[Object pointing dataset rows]
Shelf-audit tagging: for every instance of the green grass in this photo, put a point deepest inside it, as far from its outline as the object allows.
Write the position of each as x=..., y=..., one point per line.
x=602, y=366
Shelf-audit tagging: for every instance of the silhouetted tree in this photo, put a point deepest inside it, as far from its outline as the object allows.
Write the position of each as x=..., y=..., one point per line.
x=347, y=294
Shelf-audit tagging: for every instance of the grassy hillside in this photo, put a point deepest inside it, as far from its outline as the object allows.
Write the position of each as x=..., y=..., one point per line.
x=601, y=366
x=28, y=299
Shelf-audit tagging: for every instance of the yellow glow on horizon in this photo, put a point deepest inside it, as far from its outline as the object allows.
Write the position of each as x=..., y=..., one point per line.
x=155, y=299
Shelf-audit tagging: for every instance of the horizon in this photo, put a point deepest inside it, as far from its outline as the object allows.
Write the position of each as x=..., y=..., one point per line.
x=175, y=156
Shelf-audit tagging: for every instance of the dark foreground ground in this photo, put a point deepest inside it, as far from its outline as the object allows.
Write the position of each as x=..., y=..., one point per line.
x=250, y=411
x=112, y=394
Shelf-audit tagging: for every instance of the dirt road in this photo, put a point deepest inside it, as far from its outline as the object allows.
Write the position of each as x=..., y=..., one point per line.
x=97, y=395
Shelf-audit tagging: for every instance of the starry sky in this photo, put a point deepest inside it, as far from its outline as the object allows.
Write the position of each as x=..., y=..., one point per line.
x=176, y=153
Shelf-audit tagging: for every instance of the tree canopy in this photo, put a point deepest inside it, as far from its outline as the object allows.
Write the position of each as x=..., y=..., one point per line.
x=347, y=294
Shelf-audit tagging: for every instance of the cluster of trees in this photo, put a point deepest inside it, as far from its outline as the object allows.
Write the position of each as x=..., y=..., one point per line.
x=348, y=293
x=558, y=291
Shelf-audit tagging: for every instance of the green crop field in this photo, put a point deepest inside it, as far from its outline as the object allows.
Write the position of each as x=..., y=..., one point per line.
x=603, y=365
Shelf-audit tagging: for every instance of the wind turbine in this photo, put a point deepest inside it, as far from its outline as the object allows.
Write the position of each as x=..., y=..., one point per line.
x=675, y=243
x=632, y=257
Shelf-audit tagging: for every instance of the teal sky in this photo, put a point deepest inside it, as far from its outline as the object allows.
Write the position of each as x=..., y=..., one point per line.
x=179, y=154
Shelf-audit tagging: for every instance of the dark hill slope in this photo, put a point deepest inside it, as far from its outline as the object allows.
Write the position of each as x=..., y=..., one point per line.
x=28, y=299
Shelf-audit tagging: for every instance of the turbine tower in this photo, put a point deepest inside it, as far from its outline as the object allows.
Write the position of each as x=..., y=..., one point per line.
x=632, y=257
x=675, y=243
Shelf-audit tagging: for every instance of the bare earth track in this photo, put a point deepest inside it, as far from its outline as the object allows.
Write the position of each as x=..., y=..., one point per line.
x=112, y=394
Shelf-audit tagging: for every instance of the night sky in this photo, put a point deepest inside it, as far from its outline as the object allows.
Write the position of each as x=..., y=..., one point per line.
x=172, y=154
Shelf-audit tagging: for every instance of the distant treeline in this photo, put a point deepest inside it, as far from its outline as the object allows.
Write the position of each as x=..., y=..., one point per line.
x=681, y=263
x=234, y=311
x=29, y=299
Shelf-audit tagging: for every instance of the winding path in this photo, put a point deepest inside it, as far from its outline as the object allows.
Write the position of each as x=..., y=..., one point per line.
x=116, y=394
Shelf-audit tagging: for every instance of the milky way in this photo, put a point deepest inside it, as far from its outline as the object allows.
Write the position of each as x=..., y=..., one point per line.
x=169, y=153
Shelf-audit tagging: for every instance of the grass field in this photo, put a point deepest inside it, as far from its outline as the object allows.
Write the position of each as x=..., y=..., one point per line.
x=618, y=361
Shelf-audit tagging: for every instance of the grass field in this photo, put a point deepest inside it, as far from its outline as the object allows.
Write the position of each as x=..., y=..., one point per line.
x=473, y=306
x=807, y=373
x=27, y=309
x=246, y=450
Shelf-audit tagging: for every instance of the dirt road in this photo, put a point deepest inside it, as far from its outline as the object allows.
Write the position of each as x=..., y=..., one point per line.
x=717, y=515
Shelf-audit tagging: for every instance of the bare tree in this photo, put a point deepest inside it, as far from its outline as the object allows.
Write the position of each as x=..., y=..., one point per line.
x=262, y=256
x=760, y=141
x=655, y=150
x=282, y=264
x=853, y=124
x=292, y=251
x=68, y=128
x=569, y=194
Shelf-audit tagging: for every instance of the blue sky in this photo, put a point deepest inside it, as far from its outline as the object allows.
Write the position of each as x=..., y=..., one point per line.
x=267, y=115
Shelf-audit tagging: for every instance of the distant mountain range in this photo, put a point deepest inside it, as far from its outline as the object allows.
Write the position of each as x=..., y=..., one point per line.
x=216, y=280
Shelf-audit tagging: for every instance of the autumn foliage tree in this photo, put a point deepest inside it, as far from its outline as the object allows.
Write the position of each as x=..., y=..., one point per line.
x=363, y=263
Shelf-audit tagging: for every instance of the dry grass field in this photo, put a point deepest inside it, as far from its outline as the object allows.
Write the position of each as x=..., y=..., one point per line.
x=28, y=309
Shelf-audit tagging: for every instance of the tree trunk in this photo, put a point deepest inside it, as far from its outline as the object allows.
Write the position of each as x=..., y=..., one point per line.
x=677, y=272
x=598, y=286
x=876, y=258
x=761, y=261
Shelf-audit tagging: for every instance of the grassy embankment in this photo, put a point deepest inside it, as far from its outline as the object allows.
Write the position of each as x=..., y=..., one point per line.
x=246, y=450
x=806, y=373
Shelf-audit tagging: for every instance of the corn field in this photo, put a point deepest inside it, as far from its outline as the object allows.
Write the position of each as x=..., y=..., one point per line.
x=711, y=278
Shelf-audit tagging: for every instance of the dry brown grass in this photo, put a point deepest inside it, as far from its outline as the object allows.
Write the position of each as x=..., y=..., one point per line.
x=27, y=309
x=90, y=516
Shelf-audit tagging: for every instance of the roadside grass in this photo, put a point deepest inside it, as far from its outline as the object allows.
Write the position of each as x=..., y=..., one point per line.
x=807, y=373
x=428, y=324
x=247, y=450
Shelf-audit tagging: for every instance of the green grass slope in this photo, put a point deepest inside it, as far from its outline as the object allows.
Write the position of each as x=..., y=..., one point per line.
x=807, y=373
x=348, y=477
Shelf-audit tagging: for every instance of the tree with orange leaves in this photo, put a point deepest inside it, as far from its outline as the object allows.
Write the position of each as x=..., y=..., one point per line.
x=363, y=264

■ WHAT YOU SHOULD DO ■
Rewrite every one of the entries above with "one point per line" changed to "one point on each line" and nothing else altered.

■ RESULT OF THE TASK ■
Shelf-audit tagging: for every instance of the green grass in this photo, put a point deepest inside it, as far from its outline as the object allows.
Write the position of each as x=..., y=..., one point on each line.
x=602, y=366
Shelf-audit tagging: for every instance of the silhouetted tree in this photo, put a point deepest inside it, as far from its outline as the object allows.
Write the position of each as x=..., y=..., one point on each line.
x=347, y=294
Shelf-audit tagging: for every instance of the grassy hillside in this photo, put a point deepest inside it, as far from its outline as the object allows.
Write the position of each as x=..., y=..., one point on each line.
x=601, y=366
x=28, y=299
Shelf-audit tagging: for every instance of the yellow glow on horizon in this photo, put a point deepest inside it, as far from its outline as the object allows.
Write the position of each as x=..., y=..., one point on each line.
x=155, y=299
Shelf-audit tagging: for every instance of the horizon in this photo, put a point deepest inside it, as far from its outline as the object allows.
Write the position of each as x=..., y=..., one point on each line.
x=175, y=156
Shelf-audit tagging: for every instance of the dark foreground ground in this photo, put a point deepest inside it, as far from its outline as the object allows.
Write the position of each as x=..., y=..., one point on each line.
x=250, y=411
x=112, y=394
Shelf-audit tagging: for every instance of the dirt road in this photo, put a point deepest inside it, as far from its outline as the object allows.
Write the position of each as x=..., y=..., one point on each line.
x=97, y=395
Shelf-audit tagging: for every instance of the starry sky in this photo, put a point deepest inside it, as far from its outline as the object allows.
Write the position of each as x=..., y=..., one point on each line.
x=176, y=153
Shelf-audit tagging: for every instance of the tree canopy in this photo, put a point deepest inside it, as far from its outline as the object allows.
Write the position of each as x=..., y=..., one point on each line.
x=347, y=294
Shelf-audit tagging: for every instance of the cluster of trees in this photo, put a point deepest inside it, as far from its outline as the object allows.
Write the position of each as x=..., y=..., one point on each line.
x=348, y=293
x=558, y=291
Shelf-audit tagging: for every instance of the green crop field in this photo, put a point deepest inside it, as far from its outline as the object allows.
Write the position of each as x=..., y=..., one point on each line.
x=603, y=365
Shelf-audit tagging: for every instance of the wind turbine in this photo, put a point deepest inside it, as far from its outline as the object allows.
Write the position of each as x=..., y=..., one point on each line.
x=675, y=243
x=632, y=257
Shelf-audit tagging: for every instance of the teal sky in this photo, put a point deepest inside it, as far from its outline as the object allows.
Write the position of each as x=..., y=..., one point on each line.
x=179, y=154
Shelf-audit tagging: for every instance of the dark hill slope in this photo, put a point deepest inside it, as far from its outline as the object allows.
Write the position of each as x=..., y=..., one point on each line.
x=28, y=299
Shelf-audit tagging: for every instance of the turbine tower in this photo, put a point deepest inside it, as far from its outline as the object allows.
Write the position of each as x=..., y=..., one point on each line.
x=632, y=257
x=675, y=243
Shelf-audit tagging: for every instance of the bare earth track in this photo, put a point deepest inside it, as far from its outline as the object allows.
Write the position of each as x=..., y=..., one point on each line.
x=112, y=394
Shelf-audit tagging: for every instance of the night sky in this photo, put a point deepest inside it, as far from its outline as the object allows.
Write the position of each as x=..., y=..., one point on each line.
x=172, y=154
Shelf-audit tagging: for every instance of the distant treeline in this photo, put a point deepest inside it, as far from its outline as the object allows.
Write the position of each as x=..., y=..., one point on each line.
x=681, y=263
x=234, y=311
x=29, y=299
Shelf-audit tagging: for every instance of the winding path in this photo, put a point deepest inside it, as far from its outline as the object allows.
Write the position of each as x=..., y=..., one point on each line.
x=116, y=394
Shelf-audit tagging: for every instance of the milky way in this photo, put a point deepest inside it, as far from its outline as the object allows.
Write the position of each as x=..., y=..., one point on each line.
x=169, y=153
Shelf-audit tagging: for every instance of the grass field in this photo, put a point deepest inside it, as far from its outline as the object allows.
Write the position of each as x=..., y=..., one point on each line.
x=618, y=361
Shelf-audit tagging: for every instance of the grass field in this photo, put a point deepest inside it, as far from its outline as the object allows.
Write the position of each as x=..., y=..., one point on each line.
x=473, y=306
x=807, y=373
x=27, y=309
x=246, y=450
Shelf-audit tagging: for every instance of the dirt road in this photo, put a point deepest inside it, as far from its outline as the object allows.
Write the position of each as x=..., y=..., one point on each line.
x=717, y=515
Shelf-audit tagging: for every instance of the bare tree in this photo, put a point deepest inside it, as far from its outline as the object allows.
Write the position of each as x=..., y=..., one point on each line.
x=262, y=256
x=760, y=141
x=655, y=150
x=282, y=264
x=853, y=124
x=292, y=251
x=68, y=128
x=569, y=194
Shelf-audit tagging: for every instance of the blue sky in this photo, put a point deepest inside it, as far from its outline as the object allows.
Write the position of each as x=..., y=..., one point on each line.
x=267, y=115
Shelf-audit tagging: for every instance of the distant mountain range in this photo, put a point deepest inside it, as far from its outline as the object allows.
Write the position of each as x=..., y=..., one point on each line.
x=216, y=280
Shelf-audit tagging: for every instance of the autumn foliage tree in this photo, put a point deepest inside it, as far from its outline as the object allows.
Write the position of each as x=..., y=..., one point on each line.
x=363, y=263
Shelf-audit tagging: for every instance of the dry grass field in this photo, put a point deepest inside it, as far from its outline as the object allows.
Write the position of each as x=..., y=..., one point on each line.
x=28, y=309
Shelf-audit tagging: for every instance of the tree trunk in this photo, put a point deepest inside it, as far from its outline as the object allows.
Write the position of each as x=..., y=..., one point on each line.
x=677, y=272
x=598, y=286
x=876, y=258
x=761, y=261
Shelf-audit tagging: for every instance of the grassy embankment in this photo, put a point deepest inside it, as far from its outline as the object allows.
Write the position of each as x=..., y=..., one point on each line.
x=246, y=450
x=806, y=373
Shelf-audit tagging: for every instance of the corn field in this photo, put a point deepest inside it, as far from its outline as the object allows.
Write the position of each as x=..., y=..., one point on each line.
x=711, y=278
Shelf-audit tagging: for every instance of the dry brown grass in this photo, put a point deepest inside it, as far from its outline as the object allows.
Write the position of each as x=..., y=..., one point on each line.
x=27, y=309
x=90, y=516
Shelf-audit tagging: for every instance of the roadside grass in this photo, put a point deepest inside it, as far from its outline as the object allows.
Write the position of each as x=..., y=..., one point on each line.
x=807, y=373
x=428, y=324
x=247, y=450
Shelf-audit tagging: for every instance of the green grass slope in this photo, put a point deepest inside it, as far from its outline as the object allows.
Write the position of each as x=..., y=..., one point on each line.
x=807, y=373
x=348, y=477
Shelf-audit tagging: for every instance of the tree with orange leaves in this photo, put a point deepest inside it, as far from its outline as the object allows.
Write the position of each as x=..., y=..., one point on each line.
x=363, y=264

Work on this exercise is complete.